== Supplied passage ==
◇ ◇ ◇ ◇ ◇ ◇ ◇

At a
Glasgow's Whisky Club tasting, John Campbell,
distillery manager at Laphroaig, led us through a tasting of five whiskies, and provided some very interesting background material. We started with the Ten Year Old, which, along with the cask strength Ten and the Quarter Cask,
accounts for 95% of the distillery's 3.4 million litres annual
output. It is matured
exclusively in first fill ex-Bourbon barrels, a policy which has been in place since about 1990 (previously the cask quality was variable).
Mr Campbell emphasised that The Ten Year Old is the standard by which all other Laphroaigs are measured.
No matter what extra flavours they acquire from extended ageing or a
change of cask, other bottlings must always express the same sweet,
peaty, medicinal character.
There is great balance
in the
Ten Year Old, with the sweetness reining in the strong earthy
peat, and softening the effect of the bitter and dry notes in the
finish. The defining flavour of Laphroaig is TCP, a heavy
phenolic note which perhaps comes
from the deep cut on the spirit still (Laphroaig has the longest
foreshots of any Scotch distillery).

◇ ◇ ◇ ◇ ◇ ◇ ◇

== Activity 1 ==
Answer these questions about the Laphroaig tasting text:
(a) How many litres does the distillery produce each year?
(b) Since about what year has the Ten Year Old been matured only in first fill ex-Bourbon barrels?
(c) What is named as the defining flavor of Laphroaig?
== Activity 2 ==
Reproduce the Laphroaig tasting text word for word from "No matter what" to "any Scotch distillery).".

== Records provided ==
◇ ◇ ◇ ◇ ◇ ◇ ◇

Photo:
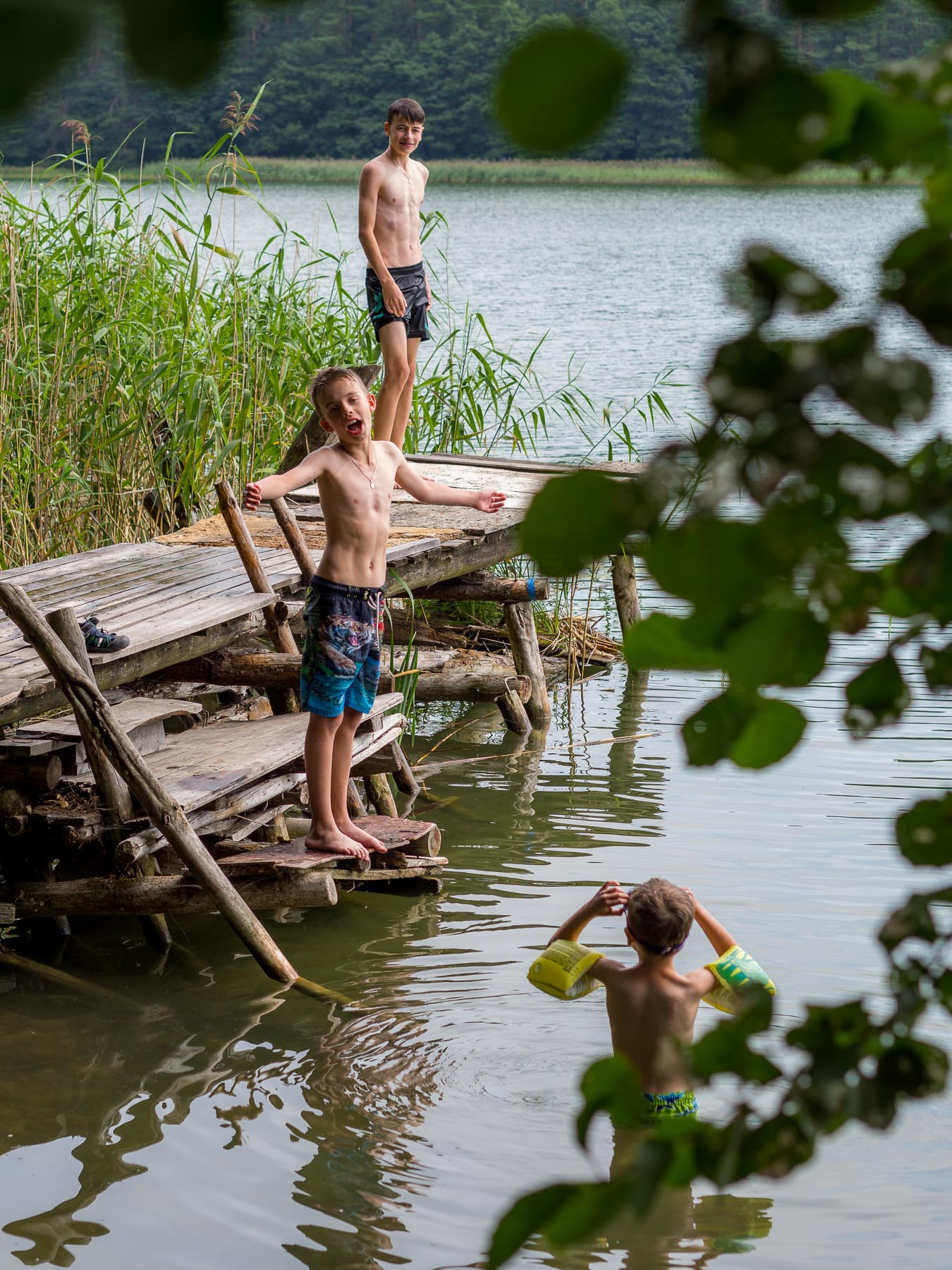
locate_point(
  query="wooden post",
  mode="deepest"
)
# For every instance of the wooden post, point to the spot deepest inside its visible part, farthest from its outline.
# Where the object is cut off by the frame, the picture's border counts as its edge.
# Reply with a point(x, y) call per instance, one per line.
point(513, 711)
point(626, 591)
point(379, 794)
point(285, 700)
point(93, 710)
point(520, 624)
point(296, 540)
point(404, 776)
point(114, 792)
point(355, 803)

◇ ◇ ◇ ◇ ◇ ◇ ◇

== Exercise answer 1 ==
(a) 3.4 million litres
(b) About 1990
(c) TCP

== Exercise answer 2 ==
No matter what extra flavours they acquire from extended ageing or a
change of cask, other bottlings must always express the same sweet,
peaty, medicinal character.
There is great balance
in the
Ten Year Old, with the sweetness reining in the strong earthy
peat, and softening the effect of the bitter and dry notes in the
finish. The defining flavour of Laphroaig is TCP, a heavy
phenolic note which perhaps comes
from the deep cut on the spirit still (Laphroaig has the longest
foreshots of any Scotch distillery).